Filter the data below and reproduce, in full, each line that contains the string "logo".

• **Input records**

══════════════════════════════

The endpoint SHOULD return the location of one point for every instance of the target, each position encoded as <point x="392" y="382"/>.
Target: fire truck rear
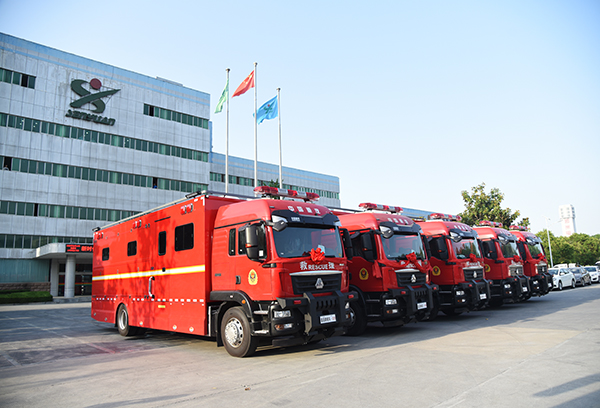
<point x="457" y="265"/>
<point x="503" y="265"/>
<point x="389" y="268"/>
<point x="242" y="270"/>
<point x="535" y="264"/>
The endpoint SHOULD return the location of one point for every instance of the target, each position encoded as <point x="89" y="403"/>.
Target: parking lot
<point x="541" y="353"/>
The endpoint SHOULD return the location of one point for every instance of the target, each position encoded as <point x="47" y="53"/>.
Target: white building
<point x="567" y="219"/>
<point x="84" y="143"/>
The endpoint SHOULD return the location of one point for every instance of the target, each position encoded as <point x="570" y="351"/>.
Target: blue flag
<point x="267" y="111"/>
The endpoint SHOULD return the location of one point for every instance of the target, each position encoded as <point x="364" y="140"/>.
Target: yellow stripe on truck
<point x="146" y="274"/>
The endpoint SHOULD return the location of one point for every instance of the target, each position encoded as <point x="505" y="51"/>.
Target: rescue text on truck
<point x="389" y="268"/>
<point x="503" y="265"/>
<point x="243" y="270"/>
<point x="457" y="265"/>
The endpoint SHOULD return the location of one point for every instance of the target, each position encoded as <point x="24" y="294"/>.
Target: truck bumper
<point x="479" y="293"/>
<point x="311" y="318"/>
<point x="418" y="302"/>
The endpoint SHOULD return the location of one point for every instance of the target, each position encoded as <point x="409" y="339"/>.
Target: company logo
<point x="252" y="277"/>
<point x="91" y="98"/>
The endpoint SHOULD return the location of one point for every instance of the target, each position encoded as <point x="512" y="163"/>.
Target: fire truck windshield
<point x="465" y="247"/>
<point x="295" y="242"/>
<point x="535" y="249"/>
<point x="509" y="249"/>
<point x="398" y="246"/>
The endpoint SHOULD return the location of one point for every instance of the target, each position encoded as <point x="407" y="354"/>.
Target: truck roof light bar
<point x="282" y="192"/>
<point x="380" y="207"/>
<point x="445" y="217"/>
<point x="490" y="223"/>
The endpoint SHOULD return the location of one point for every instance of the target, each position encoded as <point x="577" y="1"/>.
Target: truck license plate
<point x="327" y="319"/>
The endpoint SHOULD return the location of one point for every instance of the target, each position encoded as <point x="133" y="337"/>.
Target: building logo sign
<point x="91" y="98"/>
<point x="75" y="248"/>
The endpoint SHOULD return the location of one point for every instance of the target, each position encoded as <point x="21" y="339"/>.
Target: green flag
<point x="224" y="96"/>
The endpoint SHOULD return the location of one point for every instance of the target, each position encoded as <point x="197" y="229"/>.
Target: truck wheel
<point x="235" y="332"/>
<point x="358" y="319"/>
<point x="451" y="312"/>
<point x="123" y="322"/>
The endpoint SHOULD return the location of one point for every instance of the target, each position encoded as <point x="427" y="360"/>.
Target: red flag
<point x="245" y="85"/>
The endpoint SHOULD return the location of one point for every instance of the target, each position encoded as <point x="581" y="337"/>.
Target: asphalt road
<point x="541" y="353"/>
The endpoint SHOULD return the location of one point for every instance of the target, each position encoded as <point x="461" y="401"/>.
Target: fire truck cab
<point x="389" y="268"/>
<point x="503" y="265"/>
<point x="535" y="264"/>
<point x="240" y="269"/>
<point x="457" y="265"/>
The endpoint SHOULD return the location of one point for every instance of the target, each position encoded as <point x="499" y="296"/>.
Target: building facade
<point x="84" y="144"/>
<point x="567" y="219"/>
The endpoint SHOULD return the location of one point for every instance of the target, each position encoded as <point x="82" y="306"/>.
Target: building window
<point x="162" y="243"/>
<point x="167" y="114"/>
<point x="132" y="248"/>
<point x="184" y="237"/>
<point x="17" y="78"/>
<point x="105" y="254"/>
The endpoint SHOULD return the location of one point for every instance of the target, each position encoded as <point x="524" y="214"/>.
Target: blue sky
<point x="407" y="102"/>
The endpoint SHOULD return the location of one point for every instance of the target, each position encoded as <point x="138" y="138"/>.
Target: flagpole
<point x="279" y="120"/>
<point x="255" y="131"/>
<point x="227" y="138"/>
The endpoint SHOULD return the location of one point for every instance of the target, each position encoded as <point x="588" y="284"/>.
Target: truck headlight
<point x="281" y="314"/>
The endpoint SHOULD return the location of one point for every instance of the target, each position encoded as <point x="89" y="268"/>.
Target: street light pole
<point x="549" y="244"/>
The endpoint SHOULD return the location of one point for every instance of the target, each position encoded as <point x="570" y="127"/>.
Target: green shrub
<point x="25" y="297"/>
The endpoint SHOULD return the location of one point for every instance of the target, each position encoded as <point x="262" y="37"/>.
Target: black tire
<point x="451" y="312"/>
<point x="123" y="322"/>
<point x="358" y="318"/>
<point x="235" y="333"/>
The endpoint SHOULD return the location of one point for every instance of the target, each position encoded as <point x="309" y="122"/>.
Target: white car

══════════════════════════════

• **Output of the task**
Target: company logo
Target: building logo sign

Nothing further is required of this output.